*** Opening EXTRACTED INFORMATION ***

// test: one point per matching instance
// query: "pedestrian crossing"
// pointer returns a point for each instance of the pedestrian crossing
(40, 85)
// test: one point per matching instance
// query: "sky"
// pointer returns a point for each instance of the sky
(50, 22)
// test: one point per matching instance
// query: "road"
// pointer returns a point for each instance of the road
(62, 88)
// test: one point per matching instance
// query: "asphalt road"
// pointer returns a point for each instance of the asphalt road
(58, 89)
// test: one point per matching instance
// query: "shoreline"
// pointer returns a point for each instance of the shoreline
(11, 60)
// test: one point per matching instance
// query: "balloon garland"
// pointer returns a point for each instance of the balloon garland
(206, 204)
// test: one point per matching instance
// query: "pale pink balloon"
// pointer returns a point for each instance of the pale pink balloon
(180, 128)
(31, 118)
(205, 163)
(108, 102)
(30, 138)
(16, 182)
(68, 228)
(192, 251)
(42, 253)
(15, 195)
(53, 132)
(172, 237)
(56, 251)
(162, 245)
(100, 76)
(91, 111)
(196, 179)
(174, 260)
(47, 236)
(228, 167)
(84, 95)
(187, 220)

*** Closing EXTRACTED INFORMATION ***

- **WHAT TO DO**
All entries above are to be repeated verbatim, down to the last line.

- **ANSWER FOR THE TASK**
// test: one point per matching instance
// query: "pedestrian crossing"
// pointer returns a point for each instance of the pedestrian crossing
(40, 85)
// test: one point per matching instance
// query: "sky"
// pointer returns a point for each instance of the sky
(50, 22)
// test: one point per matching instance
// query: "road"
// pointer returns a point for each instance of the road
(62, 88)
// test: one point per matching instance
// query: "asphalt road"
// pointer returns a point for each instance of the asphalt road
(58, 89)
// test: one point per matching instance
// query: "shoreline"
// pointer returns a point for each instance of the shoreline
(11, 60)
// test: one point per matching instance
// query: "balloon garland"
// pointer returns a point for each instance of the balloon garland
(206, 204)
// test: one point per matching instance
// query: "pale pink balloon"
// pointer returns a point for each instance of the pale pink balloon
(180, 128)
(31, 118)
(205, 163)
(108, 102)
(30, 138)
(16, 182)
(68, 228)
(192, 251)
(42, 253)
(15, 195)
(53, 132)
(172, 237)
(56, 251)
(162, 245)
(100, 76)
(91, 111)
(196, 179)
(174, 260)
(47, 236)
(228, 167)
(84, 95)
(187, 220)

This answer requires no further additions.